§ **GIVEN INSTRUCTION**
Write out the lines of the entries below exactly, starting with the line that contains "the tree bark." and ending with the line that contains "Query: tree bark", including both.

§ **DATA FOR THIS TASK**
══════════════════════════════
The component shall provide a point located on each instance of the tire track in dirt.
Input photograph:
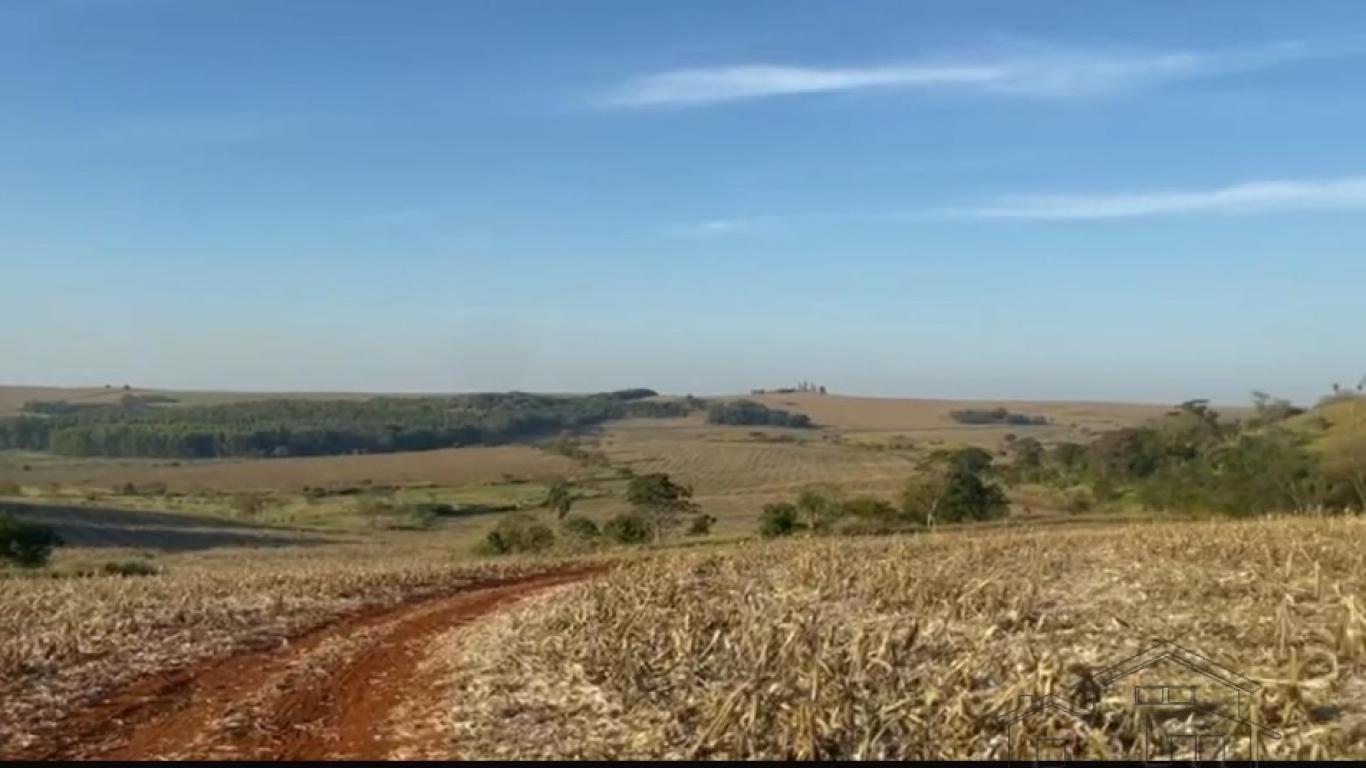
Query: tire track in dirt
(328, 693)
══════════════════════════════
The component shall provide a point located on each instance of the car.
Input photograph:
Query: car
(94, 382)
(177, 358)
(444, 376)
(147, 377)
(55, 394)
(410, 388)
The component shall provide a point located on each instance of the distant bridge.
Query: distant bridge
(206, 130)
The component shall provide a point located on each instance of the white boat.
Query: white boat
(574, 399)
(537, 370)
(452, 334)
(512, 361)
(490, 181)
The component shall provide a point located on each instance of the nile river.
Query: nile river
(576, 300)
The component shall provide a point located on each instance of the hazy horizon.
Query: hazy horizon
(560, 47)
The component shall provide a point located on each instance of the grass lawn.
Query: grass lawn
══════════════════════════════
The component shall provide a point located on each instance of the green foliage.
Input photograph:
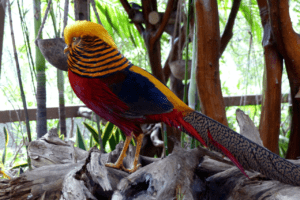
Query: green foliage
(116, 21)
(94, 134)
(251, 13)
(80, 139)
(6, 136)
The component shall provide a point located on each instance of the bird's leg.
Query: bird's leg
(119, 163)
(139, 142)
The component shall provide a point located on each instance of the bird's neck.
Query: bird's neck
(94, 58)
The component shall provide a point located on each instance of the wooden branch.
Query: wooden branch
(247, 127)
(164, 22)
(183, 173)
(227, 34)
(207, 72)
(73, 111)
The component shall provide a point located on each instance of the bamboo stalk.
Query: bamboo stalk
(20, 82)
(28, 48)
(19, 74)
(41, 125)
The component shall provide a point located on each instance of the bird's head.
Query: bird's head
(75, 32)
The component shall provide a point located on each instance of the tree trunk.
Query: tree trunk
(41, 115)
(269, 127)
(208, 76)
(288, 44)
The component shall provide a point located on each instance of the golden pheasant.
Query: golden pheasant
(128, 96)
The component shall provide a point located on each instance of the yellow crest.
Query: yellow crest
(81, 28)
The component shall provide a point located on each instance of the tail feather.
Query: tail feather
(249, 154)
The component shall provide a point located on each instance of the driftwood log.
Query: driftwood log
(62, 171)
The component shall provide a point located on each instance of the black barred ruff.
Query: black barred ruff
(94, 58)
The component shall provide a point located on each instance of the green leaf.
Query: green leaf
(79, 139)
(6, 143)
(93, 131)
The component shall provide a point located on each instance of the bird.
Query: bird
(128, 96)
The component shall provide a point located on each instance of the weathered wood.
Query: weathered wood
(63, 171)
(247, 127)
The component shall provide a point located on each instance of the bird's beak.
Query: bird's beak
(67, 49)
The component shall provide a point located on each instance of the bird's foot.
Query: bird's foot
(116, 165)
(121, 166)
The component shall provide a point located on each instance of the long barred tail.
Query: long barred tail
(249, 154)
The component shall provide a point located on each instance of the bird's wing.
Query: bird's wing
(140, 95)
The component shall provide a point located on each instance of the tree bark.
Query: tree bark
══════════════════════════════
§ **SOLUTION BELOW**
The component shall provide a point located on each instance of the tree bark.
Query: tree bark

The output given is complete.